*TASK BRIEF*: Retype, word for word, each line between the lines holding "Target: engine intake" and "Guideline: for every instance of the winglet, the", inclusive, and leave the rest of the data alone.

[Data items]

********************

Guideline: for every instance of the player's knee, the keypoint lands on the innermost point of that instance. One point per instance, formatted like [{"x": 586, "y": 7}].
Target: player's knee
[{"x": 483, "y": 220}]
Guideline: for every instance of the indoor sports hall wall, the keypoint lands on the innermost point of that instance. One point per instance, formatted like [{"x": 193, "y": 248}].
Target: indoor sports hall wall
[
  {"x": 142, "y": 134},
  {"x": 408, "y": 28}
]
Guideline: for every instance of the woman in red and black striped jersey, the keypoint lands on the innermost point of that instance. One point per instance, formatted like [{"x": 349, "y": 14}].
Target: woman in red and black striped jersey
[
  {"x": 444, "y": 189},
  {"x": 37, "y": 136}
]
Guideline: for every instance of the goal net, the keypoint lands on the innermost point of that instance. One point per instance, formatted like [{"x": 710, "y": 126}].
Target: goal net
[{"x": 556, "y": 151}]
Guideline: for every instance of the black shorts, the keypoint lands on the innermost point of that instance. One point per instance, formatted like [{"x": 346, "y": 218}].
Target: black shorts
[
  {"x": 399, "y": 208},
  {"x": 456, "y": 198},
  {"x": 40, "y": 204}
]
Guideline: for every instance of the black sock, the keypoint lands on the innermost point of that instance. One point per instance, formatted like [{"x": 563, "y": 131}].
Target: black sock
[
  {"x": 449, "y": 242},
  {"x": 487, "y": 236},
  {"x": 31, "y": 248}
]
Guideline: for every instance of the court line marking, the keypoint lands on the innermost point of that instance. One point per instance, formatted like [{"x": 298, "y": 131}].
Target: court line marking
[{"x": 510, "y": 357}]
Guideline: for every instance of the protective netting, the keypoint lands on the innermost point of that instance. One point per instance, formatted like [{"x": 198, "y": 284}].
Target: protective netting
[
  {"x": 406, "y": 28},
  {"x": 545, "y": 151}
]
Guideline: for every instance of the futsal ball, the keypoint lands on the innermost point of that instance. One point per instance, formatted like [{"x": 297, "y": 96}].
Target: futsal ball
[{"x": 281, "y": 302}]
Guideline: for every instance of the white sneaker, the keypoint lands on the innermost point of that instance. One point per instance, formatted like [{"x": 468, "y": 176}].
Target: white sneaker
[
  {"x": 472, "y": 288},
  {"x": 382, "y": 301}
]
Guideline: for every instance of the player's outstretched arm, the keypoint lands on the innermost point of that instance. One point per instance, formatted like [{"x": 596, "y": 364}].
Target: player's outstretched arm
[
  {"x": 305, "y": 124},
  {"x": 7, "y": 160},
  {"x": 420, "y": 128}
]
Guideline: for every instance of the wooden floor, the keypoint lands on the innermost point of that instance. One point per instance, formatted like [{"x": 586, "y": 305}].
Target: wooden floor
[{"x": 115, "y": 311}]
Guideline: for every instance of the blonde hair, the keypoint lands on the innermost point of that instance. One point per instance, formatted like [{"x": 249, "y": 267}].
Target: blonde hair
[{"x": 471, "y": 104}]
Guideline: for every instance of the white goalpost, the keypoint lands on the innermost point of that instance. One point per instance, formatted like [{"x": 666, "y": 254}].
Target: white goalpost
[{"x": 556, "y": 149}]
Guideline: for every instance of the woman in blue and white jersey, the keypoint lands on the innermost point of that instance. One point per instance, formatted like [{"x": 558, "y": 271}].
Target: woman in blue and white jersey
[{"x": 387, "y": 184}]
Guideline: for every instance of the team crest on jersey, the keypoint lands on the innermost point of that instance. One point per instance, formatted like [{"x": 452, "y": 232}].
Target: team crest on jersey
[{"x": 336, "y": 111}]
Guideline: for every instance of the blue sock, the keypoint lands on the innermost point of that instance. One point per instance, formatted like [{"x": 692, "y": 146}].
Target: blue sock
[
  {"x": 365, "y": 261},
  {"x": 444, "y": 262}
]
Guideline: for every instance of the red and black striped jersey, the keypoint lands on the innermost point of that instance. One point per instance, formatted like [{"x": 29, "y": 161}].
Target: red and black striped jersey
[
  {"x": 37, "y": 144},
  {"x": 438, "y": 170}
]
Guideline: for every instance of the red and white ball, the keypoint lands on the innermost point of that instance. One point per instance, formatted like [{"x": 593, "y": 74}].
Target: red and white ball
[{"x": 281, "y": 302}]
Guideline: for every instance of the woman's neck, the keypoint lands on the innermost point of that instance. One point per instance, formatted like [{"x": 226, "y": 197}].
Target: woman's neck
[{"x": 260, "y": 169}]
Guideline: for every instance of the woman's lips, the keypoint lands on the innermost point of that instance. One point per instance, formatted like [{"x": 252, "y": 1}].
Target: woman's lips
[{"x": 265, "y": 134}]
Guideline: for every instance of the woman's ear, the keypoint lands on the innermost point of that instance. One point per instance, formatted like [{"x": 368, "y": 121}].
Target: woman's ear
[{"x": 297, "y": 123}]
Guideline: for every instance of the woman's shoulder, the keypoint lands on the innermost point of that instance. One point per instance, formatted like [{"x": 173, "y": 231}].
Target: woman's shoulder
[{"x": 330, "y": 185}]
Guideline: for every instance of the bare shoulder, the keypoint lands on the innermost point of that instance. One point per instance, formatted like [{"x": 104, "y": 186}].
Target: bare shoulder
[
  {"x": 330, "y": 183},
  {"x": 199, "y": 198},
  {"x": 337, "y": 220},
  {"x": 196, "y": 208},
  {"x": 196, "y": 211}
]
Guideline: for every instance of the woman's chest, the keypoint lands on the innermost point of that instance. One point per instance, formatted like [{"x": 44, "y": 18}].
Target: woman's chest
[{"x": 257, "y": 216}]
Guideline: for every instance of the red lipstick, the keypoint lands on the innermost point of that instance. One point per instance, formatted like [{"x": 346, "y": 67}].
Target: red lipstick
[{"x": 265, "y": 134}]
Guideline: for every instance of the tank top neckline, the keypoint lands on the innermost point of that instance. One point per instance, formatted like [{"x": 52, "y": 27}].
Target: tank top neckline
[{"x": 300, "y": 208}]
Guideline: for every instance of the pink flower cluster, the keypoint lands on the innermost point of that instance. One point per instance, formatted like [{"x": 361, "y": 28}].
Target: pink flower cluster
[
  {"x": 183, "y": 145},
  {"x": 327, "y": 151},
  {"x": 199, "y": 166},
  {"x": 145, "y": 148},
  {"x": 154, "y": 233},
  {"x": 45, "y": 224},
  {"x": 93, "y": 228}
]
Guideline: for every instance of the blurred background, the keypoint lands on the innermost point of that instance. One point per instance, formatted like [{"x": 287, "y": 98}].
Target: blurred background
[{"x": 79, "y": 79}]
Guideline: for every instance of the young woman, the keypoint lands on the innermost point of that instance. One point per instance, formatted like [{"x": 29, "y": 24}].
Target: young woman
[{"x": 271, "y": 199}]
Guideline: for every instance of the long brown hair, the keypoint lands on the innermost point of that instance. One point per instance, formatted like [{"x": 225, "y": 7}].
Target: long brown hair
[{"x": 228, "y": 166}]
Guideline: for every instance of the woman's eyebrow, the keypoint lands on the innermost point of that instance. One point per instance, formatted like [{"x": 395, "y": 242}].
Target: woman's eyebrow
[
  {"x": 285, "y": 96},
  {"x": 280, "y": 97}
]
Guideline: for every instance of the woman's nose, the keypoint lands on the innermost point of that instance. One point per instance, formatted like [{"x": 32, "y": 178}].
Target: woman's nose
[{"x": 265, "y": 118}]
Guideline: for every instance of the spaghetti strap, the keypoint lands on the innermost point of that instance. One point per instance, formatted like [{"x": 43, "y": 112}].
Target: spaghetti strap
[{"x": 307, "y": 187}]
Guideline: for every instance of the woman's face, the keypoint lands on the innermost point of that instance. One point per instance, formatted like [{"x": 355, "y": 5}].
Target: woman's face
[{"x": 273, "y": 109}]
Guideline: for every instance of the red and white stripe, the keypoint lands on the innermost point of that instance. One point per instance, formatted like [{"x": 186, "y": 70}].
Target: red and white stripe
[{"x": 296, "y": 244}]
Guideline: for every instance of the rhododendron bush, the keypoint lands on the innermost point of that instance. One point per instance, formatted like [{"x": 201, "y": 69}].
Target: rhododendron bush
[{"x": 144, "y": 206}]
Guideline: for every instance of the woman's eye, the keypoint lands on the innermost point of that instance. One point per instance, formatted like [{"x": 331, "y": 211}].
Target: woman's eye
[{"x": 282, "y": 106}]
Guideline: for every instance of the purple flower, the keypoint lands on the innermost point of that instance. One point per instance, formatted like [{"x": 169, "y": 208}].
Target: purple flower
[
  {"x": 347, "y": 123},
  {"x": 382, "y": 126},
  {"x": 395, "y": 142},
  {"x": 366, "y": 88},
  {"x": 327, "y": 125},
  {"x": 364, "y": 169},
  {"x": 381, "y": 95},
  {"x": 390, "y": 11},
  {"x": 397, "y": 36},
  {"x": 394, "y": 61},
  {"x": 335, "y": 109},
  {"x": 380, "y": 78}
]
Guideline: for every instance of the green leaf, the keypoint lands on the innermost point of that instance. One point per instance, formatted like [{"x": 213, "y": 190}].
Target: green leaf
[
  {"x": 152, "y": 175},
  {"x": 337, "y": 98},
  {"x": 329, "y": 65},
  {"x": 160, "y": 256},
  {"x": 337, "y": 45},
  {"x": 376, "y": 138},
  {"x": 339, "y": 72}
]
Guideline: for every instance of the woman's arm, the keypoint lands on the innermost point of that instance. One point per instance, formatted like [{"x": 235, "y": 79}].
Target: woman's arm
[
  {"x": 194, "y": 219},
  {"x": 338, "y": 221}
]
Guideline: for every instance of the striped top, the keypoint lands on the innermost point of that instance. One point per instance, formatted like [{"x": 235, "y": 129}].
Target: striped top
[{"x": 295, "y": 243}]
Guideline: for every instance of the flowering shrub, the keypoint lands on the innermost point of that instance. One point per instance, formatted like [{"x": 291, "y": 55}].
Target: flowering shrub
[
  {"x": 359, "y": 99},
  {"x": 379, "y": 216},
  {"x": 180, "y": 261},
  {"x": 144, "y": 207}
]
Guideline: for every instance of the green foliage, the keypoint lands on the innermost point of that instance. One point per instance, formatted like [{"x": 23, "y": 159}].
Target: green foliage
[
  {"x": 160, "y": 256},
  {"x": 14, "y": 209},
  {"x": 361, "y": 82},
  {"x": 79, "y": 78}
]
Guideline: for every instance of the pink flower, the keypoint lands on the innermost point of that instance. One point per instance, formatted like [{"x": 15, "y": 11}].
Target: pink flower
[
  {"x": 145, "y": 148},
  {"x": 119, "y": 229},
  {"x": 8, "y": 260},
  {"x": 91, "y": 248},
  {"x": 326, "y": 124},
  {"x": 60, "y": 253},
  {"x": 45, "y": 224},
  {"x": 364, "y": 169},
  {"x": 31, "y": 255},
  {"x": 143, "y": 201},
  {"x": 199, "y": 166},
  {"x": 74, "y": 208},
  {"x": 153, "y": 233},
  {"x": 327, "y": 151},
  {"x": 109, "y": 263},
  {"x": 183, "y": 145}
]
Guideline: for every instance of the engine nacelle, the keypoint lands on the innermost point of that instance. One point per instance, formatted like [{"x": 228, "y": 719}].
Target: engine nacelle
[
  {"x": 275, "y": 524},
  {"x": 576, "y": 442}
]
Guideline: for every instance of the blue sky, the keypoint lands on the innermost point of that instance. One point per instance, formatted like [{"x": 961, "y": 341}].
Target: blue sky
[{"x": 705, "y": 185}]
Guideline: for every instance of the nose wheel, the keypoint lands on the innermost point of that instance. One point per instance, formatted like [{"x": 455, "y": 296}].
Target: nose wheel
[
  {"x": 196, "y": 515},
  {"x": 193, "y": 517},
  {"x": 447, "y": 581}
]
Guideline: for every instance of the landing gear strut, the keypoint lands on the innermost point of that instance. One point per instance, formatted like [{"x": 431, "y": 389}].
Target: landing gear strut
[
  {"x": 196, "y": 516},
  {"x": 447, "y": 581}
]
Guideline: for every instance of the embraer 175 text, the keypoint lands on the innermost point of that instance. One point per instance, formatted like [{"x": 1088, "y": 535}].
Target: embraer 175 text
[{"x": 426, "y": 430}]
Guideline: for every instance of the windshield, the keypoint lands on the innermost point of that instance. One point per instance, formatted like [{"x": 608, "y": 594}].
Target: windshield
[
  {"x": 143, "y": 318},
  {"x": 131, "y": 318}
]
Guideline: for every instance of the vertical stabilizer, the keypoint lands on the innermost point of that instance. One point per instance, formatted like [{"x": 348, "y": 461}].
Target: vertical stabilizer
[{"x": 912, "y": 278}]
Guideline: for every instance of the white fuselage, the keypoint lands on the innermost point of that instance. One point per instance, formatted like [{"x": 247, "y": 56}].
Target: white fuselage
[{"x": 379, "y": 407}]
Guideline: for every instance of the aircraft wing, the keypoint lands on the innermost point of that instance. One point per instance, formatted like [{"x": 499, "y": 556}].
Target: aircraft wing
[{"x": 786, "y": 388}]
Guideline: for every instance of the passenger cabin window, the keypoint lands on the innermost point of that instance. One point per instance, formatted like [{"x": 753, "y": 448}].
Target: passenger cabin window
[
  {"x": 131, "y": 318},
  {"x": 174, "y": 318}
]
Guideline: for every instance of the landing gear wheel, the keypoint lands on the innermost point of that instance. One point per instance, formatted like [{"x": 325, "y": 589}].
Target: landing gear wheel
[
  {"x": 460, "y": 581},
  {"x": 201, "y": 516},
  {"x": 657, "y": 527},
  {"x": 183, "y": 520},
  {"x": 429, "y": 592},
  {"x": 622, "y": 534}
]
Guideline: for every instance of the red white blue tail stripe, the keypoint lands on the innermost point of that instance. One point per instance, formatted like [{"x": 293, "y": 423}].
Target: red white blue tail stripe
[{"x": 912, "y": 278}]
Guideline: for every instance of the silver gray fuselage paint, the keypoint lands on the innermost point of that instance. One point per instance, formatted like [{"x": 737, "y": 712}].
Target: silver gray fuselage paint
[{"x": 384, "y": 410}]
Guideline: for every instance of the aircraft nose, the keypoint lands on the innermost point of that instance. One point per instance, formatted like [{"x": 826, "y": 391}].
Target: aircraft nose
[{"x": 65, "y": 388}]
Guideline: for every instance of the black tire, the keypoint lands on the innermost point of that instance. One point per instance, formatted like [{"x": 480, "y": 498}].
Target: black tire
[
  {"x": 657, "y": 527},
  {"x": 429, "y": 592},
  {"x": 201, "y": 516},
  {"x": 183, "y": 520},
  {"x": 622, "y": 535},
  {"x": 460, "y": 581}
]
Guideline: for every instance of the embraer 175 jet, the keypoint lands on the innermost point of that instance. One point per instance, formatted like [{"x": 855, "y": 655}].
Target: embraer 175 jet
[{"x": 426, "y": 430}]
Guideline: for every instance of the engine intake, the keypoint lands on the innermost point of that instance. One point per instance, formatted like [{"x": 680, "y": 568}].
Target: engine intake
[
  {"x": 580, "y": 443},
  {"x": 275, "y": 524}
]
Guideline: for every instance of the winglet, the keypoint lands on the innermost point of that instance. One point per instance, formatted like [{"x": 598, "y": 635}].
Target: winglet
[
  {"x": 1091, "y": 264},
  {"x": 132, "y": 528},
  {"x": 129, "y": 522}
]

********************

*SOLUTION TO THE EXERCISE*:
Target: engine intake
[
  {"x": 580, "y": 443},
  {"x": 275, "y": 524}
]
Guideline: for every instance of the winglet, the keypoint lands on the innermost point of that instance. One point per instance, formatted like [{"x": 598, "y": 635}].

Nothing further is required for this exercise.